Given text:
════════════════════
05 - Proxies and Service Communication

📋 Jump to Takeaways

In distributed systems, services rarely talk directly to each other or to clients without intermediaries. Proxies sit between communicating parties to add security, performance, and reliability. Understanding how services find and communicate with each other is fundamental to designing scalable architectures.

Forward Proxy vs Reverse Proxy

A proxy is just a server that sits between two parties and relays traffic. The difference is which side it represents.

A forward proxy sits in front of clients. The client sends requests to the proxy, which forwards them to the destination server. The server never sees the client's real IP — it only sees the proxy's IP.

Client ──▶ Forward Proxy (hides client) ──▶ Internet ──▶ Server

Use cases for forward proxies:

VPNs — route traffic through another network, mask client location
Corporate proxies — enforce access policies, block certain sites
Caching proxies (Squid) — cache frequently accessed content closer to clients. A company with 1,000 employees all accessing the same resources saves bandwidth by caching at the proxy. Squid is the classic open-source forward caching proxy.

A reverse proxy sits in front of servers. The client sends requests to the proxy, which forwards them to one of many backend servers. The client never sees the backend servers directly — it only knows the proxy's address.
════════════════════
Goals:
(1) According to the text on proxies, which tool is the classic open-source forward caching proxy?
(2) Pick up the text on proxies and service communication where it stops and continue it.
These records have no connection to the proxies text.

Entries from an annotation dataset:
════════════════════
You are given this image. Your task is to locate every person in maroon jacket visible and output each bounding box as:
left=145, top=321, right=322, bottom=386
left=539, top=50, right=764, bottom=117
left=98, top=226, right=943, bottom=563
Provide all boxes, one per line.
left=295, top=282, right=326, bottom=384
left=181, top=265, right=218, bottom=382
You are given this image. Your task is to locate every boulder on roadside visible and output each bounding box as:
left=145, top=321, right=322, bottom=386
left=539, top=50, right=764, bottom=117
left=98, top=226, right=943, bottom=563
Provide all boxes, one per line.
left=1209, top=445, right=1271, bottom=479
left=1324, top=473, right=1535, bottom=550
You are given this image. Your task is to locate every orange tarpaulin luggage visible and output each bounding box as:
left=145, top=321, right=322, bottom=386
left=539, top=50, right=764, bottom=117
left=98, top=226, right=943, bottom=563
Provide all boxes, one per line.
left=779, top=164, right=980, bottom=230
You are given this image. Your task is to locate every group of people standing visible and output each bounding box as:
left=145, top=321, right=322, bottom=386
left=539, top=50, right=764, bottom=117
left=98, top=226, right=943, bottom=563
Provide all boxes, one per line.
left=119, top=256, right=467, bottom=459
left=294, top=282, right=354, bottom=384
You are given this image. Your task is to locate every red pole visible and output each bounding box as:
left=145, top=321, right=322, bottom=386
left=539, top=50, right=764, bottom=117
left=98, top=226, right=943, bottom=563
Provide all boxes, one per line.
════════════════════
Results for each task:
(1) Squid.

(2)
Client ──▶ Reverse Proxy (hides servers) ──▶ Backend Server 1
                                          ──▶ Backend Server 2
                                          ──▶ Backend Server 3

Use cases for reverse proxies:

Nginx, HAProxy — route traffic to healthy backend instances
Cloudflare — DDoS protection, edge caching, WAF
AWS ALB/CloudFront — managed reverse proxy with auto-scaling integration

Reverse Proxy Responsibilities

Responsibility	What It Does
SSL termination¹	Decrypts HTTPS at the proxy so backends handle plain HTTP
Compression	Gzips responses before sending to clients
Caching	Serves repeated responses without hitting backends
Load balancing	Distributes requests across multiple backend instances
WAF (Web Application Firewall)	Inspects requests and blocks SQL injection, XSS, bot traffic before it reaches your app — like a bouncer that reads every request and rejects the malicious ones
Rate limiting	Throttles abusive clients before they reach your app

Every production system uses a reverse proxy. If you're deploying without one, you're handling all of the above in application code — which is slower, harder to maintain, and less secure.

¹ "Termination" here means the encrypted connection ends (is terminated) at that point — not that something is being shut down.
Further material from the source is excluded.